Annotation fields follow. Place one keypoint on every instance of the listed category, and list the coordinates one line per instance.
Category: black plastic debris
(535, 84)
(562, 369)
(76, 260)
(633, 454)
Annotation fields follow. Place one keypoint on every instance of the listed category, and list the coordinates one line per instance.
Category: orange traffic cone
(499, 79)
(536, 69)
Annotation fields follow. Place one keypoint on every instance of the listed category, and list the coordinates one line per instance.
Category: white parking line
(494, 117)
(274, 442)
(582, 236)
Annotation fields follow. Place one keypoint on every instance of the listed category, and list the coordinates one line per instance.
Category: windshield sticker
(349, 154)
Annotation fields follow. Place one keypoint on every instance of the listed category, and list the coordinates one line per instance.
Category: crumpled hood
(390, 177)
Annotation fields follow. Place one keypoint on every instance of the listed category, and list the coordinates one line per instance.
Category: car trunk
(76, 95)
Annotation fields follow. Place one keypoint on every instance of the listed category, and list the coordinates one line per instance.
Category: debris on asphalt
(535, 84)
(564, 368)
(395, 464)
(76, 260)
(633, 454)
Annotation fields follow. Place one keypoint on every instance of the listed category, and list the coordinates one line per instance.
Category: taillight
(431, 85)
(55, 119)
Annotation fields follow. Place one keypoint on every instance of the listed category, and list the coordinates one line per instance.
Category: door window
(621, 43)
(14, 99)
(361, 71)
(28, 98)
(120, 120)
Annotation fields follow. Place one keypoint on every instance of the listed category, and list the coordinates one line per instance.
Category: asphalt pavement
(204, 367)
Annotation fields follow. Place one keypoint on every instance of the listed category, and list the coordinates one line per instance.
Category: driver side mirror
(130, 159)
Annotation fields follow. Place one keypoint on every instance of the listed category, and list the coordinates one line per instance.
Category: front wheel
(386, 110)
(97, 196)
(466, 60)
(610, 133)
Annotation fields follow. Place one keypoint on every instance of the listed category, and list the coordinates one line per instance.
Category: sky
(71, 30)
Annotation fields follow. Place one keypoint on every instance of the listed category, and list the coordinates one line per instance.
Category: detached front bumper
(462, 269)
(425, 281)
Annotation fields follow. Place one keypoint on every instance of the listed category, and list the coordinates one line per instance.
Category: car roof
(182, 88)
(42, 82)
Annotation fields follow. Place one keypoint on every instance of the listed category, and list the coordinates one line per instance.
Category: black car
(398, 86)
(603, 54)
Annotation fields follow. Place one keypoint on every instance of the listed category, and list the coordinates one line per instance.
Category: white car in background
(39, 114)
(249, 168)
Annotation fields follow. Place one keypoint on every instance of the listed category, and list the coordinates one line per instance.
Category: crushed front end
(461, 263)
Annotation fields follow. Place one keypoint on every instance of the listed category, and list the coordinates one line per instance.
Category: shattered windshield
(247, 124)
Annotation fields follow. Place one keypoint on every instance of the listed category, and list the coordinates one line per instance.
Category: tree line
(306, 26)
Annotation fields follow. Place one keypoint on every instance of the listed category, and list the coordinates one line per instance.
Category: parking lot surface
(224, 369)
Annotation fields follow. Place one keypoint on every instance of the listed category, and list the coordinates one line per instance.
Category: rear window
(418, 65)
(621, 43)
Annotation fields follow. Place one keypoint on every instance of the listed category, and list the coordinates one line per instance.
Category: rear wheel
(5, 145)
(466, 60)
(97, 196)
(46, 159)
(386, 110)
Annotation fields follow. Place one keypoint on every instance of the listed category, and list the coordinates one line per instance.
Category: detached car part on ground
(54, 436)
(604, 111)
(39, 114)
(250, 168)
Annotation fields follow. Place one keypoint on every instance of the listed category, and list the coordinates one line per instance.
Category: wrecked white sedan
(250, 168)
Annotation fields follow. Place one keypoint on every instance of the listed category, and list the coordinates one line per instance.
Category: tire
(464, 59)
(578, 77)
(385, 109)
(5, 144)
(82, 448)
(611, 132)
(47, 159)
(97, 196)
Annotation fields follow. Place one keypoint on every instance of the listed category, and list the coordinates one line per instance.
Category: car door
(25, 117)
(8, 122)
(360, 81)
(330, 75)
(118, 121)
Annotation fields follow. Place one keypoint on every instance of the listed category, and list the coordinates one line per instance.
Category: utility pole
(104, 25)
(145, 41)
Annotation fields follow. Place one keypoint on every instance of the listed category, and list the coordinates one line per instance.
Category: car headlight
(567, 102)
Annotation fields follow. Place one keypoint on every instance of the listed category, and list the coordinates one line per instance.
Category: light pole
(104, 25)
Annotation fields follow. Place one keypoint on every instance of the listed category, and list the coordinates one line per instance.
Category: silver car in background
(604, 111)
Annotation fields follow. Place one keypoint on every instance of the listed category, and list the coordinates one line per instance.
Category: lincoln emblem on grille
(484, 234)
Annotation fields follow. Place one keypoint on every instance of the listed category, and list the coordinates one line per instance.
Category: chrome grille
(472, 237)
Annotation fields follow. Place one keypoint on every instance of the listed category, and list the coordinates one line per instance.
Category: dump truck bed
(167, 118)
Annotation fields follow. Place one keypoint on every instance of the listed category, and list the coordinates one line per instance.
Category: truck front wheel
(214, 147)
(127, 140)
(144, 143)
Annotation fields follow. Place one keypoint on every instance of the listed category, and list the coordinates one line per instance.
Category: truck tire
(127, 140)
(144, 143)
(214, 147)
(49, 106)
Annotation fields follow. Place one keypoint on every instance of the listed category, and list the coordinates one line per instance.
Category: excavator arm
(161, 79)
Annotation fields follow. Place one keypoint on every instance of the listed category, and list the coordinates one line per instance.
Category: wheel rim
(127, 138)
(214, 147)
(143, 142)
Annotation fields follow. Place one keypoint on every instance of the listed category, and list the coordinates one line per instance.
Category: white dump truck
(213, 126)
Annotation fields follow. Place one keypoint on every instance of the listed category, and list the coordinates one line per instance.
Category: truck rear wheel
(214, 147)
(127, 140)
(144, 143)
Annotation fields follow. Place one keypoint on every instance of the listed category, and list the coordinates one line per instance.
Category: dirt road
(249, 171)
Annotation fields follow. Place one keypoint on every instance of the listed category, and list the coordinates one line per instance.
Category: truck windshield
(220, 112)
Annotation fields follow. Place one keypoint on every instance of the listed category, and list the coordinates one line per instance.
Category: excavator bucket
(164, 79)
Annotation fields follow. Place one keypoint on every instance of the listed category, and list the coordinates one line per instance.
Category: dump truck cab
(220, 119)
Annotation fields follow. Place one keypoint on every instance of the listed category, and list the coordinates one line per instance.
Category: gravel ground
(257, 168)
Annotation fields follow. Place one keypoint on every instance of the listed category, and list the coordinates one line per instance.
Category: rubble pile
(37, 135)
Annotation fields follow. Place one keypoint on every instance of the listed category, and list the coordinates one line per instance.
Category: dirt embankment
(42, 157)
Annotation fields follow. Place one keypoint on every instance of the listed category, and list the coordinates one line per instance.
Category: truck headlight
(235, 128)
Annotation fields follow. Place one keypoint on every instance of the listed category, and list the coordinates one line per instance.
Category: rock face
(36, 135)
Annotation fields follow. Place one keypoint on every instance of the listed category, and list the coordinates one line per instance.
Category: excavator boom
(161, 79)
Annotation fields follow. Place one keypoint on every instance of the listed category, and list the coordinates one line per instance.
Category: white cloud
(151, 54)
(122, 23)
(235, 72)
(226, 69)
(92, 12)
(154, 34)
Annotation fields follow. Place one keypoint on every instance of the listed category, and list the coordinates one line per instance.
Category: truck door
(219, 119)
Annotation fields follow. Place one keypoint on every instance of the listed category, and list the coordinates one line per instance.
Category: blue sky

Task description
Print out every record again, exactly and in full.

Full solution
Annotation fields follow. Place one keypoint on every instance of the listed category, and list the coordinates one line per instance.
Category: black plastic debris
(535, 84)
(562, 369)
(76, 260)
(633, 454)
Annotation fields follow. Place one keypoint on every instance of the listed category, and list the coordinates one line per instance.
Category: orange traffic cone
(499, 79)
(536, 69)
Annotation fields follow. Place one keypoint on every instance of the listed category, and list the coordinates one line per instance.
Category: white parking line
(494, 117)
(274, 442)
(582, 236)
Annotation fields follow. Place one keypoint on every instance of the listed category, and list the coordinates one line per instance.
Category: windshield sticker
(349, 154)
Annotation fields follow. Place one keypoint on every instance of the listed category, and list the coordinates one line per instance.
Category: crumpled hood
(390, 177)
Annotation fields follow. Place one keypoint on every instance of the listed category, and list the coordinates one line per instance.
Category: car trunk
(76, 95)
Annotation fields follow. Place one keypoint on every instance of the listed category, and list the coordinates one line per instance.
Category: debris on asphalt
(535, 84)
(564, 368)
(395, 464)
(76, 260)
(633, 454)
Annotation fields follow. Place one keypoint on every instance of the listed category, and list the coordinates one line per instance.
Category: taillight
(431, 85)
(55, 119)
Annotation fields follow. Place one keypoint on every instance of the listed category, and list the coordinates one line per instance.
Category: door window
(621, 43)
(14, 99)
(361, 71)
(28, 98)
(120, 120)
Annotation fields follow. Place one keypoint on every instance of the listed category, and list the coordinates one line per instance.
Category: asphalt pavement
(204, 367)
Annotation fields follow. Place one keypoint on every instance of the listed category, and list the coordinates one line per instance.
Category: driver side mirror
(130, 159)
Annotation fields follow. Place one keypoint on every instance of the listed category, and list the coordinates one line per instance.
Category: front wheel
(386, 110)
(97, 196)
(466, 60)
(610, 133)
Annotation fields follow. Place one keypoint on every instance of the listed category, and list the coordinates one line per instance.
Category: sky
(71, 30)
Annotation fields follow. Place one keypoint on every instance of the listed category, and list the coordinates one line per instance.
Category: detached front bumper
(462, 269)
(425, 281)
Annotation fields follow. Place one keypoint on every instance of the listed category, and list the coordinates one line per instance.
Category: car roof
(182, 88)
(42, 82)
Annotation fields follow. Place one keypoint on every instance of the listed category, and list the coordinates one line per instance.
Category: black car
(398, 86)
(603, 54)
Annotation fields follow. Place one keypoint on every instance of the listed category, and list the coordinates one line per instance.
Category: white car in background
(39, 114)
(249, 168)
Annotation fields follow. Place one keypoint on every instance of the listed category, and list the coordinates one line per instance.
Category: crushed front end
(461, 263)
Annotation fields follow. Place one keypoint on every instance of the listed category, and list the coordinates one line per instance.
Category: shattered windshield
(247, 124)
Annotation fields follow. Place one keypoint on every instance of the listed category, and list the coordinates one line per instance.
Category: tree line
(306, 26)
Annotation fields follow. Place one keypoint on every instance of the listed category, and list the coordinates one line per instance.
Category: parking lot surface
(224, 369)
Annotation fields follow. Place one keypoint on every instance of the listed category, and list the coordinates one line per instance.
Category: rear window
(418, 65)
(621, 43)
Annotation fields follow. Place one keypoint on every instance of the listed category, and list the coordinates one line per instance.
Category: rear wheel
(5, 145)
(466, 60)
(97, 196)
(46, 159)
(386, 110)
Annotation fields follow. Place one keypoint on every instance of the listed category, and list the coordinates one line per instance.
Category: detached car part on ground
(54, 436)
(604, 111)
(39, 114)
(250, 168)
Annotation fields follow. Place one keypoint on every instance of the listed category, and list the coordinates one line per instance.
Category: wrecked white sedan
(250, 168)
Annotation fields follow. Place one keypoint on every instance of the listed category, and list the coordinates one line per instance.
Category: tire
(464, 59)
(578, 77)
(385, 109)
(5, 144)
(82, 448)
(611, 132)
(47, 159)
(97, 196)
Annotation fields follow. Place one keypoint on every instance of the listed category, and list the coordinates one line per instance.
Category: car door
(25, 117)
(8, 122)
(360, 81)
(330, 75)
(118, 121)
Annotation fields follow. Place one keypoint on every instance of the listed category, and list the coordinates one line per instance.
Category: utility pole
(104, 25)
(145, 41)
Annotation fields follow. Place one keypoint on every instance of the listed category, and list the coordinates one line per instance.
Category: car headlight
(567, 102)
Annotation fields follow. Place one keypoint on every instance of the listed category, and list the coordinates one line per instance.
Category: light pole
(104, 25)
Annotation fields follow. Place one keypoint on every instance of the listed category, and list the coordinates one line per instance.
Category: silver car in background
(604, 111)
Annotation fields follow. Place one keypoint on every instance of the listed category, and list the coordinates one line per instance.
Category: lincoln emblem on grille
(484, 234)
Annotation fields follow. Place one keypoint on every instance of the listed category, and list the coordinates one line per instance.
Category: chrome grille
(472, 237)
Annotation fields follow. Place one keypoint on every instance of the listed category, and list the coordinates one line per instance.
Category: dump truck bed
(167, 118)
Annotation fields follow. Place one keypoint on every instance of the listed category, and list the coordinates one line per instance.
Category: truck front wheel
(214, 147)
(127, 140)
(144, 143)
Annotation fields follow. Place one keypoint on every instance of the listed category, and list the coordinates one line per instance.
Category: truck tire
(127, 140)
(144, 143)
(214, 147)
(49, 106)
Annotation fields follow. Place one keypoint on every instance of the listed category, and list the coordinates one line per instance.
Category: excavator arm
(161, 79)
Annotation fields follow. Place one keypoint on every instance of the listed category, and list the coordinates one line per instance.
Category: wheel rim
(127, 138)
(214, 147)
(143, 142)
Annotation fields follow. Place one keypoint on every instance of the listed category, and list the coordinates one line per instance.
Category: white dump truck
(213, 126)
Annotation fields follow. Place one keypoint on every instance of the listed category, and list the coordinates one line per instance.
Category: truck rear wheel
(214, 147)
(127, 140)
(144, 143)
Annotation fields follow. Place one keypoint on every instance of the listed category, and list the coordinates one line per instance.
Category: dirt road
(249, 171)
Annotation fields follow. Place one keypoint on every instance of the listed category, and list the coordinates one line per instance.
Category: truck windshield
(220, 112)
Annotation fields follow. Place one keypoint on every instance of the listed category, and list the coordinates one line per instance.
Category: excavator bucket
(164, 79)
Annotation fields follow. Place one keypoint on every instance of the listed category, and list the coordinates one line per instance.
Category: dump truck cab
(220, 119)
Annotation fields follow. Place one keypoint on every instance of the listed category, and list the coordinates one line per instance.
Category: gravel ground
(257, 168)
Annotation fields follow. Place one keypoint on every instance of the listed category, and list the coordinates one line per instance.
Category: rubble pile
(37, 135)
Annotation fields follow. Place one keypoint on every instance of the listed category, and list the coordinates one line per instance.
Category: dirt embankment
(42, 157)
Annotation fields follow. Place one keypoint on every instance of the listed category, and list the coordinates one line per instance.
Category: truck headlight
(235, 128)
Annotation fields follow. Place one keypoint on every instance of the listed category, and list the coordinates one line per instance.
Category: rock face
(36, 135)
Annotation fields follow. Place one keypoint on every instance of the listed category, and list the coordinates one line per instance.
Category: excavator boom
(161, 79)
Annotation fields follow. Place one keypoint on every instance of the listed category, and list the coordinates one line per instance.
Category: white cloud
(151, 54)
(122, 23)
(235, 72)
(226, 69)
(92, 12)
(154, 34)
Annotation fields follow. Place one keypoint on every instance of the listed category, and list the coordinates one line per instance.
Category: truck door
(219, 119)
Annotation fields follow. Place one keypoint on every instance of the listed category, and list the coordinates one line per instance.
Category: blue sky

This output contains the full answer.